§ Problem: Return the records below character for character.

==== Input ====

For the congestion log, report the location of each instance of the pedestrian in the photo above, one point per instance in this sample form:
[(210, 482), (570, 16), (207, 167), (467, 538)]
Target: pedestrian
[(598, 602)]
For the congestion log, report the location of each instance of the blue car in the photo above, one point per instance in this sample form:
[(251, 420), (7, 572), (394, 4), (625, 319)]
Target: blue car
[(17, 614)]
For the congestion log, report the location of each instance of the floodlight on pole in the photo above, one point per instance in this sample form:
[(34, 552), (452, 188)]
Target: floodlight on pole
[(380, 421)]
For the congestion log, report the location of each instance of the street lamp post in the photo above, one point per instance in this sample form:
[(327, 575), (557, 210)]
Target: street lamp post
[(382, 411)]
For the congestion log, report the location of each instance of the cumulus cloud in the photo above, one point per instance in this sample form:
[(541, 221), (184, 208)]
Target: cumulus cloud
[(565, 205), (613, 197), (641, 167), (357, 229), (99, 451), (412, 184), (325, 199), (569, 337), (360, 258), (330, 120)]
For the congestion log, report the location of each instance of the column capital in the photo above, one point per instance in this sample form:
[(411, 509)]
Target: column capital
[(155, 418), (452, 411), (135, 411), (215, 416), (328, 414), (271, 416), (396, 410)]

====

§ Reply:
For the congestion log, report the location of each instance of the pedestrian in the photo above, one point per instance in this sample form:
[(210, 482), (570, 16), (207, 167), (467, 538)]
Target: pedestrian
[(598, 602)]
For the congestion log, report the location of each instance of the blue car in the photo above, one point per instance in this sample form:
[(251, 420), (7, 572), (394, 4), (625, 319)]
Target: blue car
[(17, 614)]
For the congestion log, report the location of each instance of the floodlight on pole in the photo above, one point per instance in this sample form:
[(34, 552), (452, 188)]
Target: floodlight on pole
[(380, 421)]
For the congestion log, report the location of each instance of the street lamp post in the photo above, one point per instance in this sample form:
[(327, 575), (557, 210)]
Target: street lamp post
[(382, 411)]
For the congestion log, report the location of each instance of the cumulus cloud in the photo above, one point per instance in this sample form:
[(541, 221), (184, 208)]
Target: cumulus cloud
[(565, 205), (613, 197), (641, 167), (357, 229), (99, 451), (412, 184), (325, 199), (569, 337), (360, 258), (330, 120)]
For the congestion log, report the location of each instance of the column capital in the photo above, one point per instance in this sample form:
[(411, 509)]
Target: column capital
[(155, 418), (452, 411), (135, 411), (215, 416), (328, 414), (271, 416), (396, 410)]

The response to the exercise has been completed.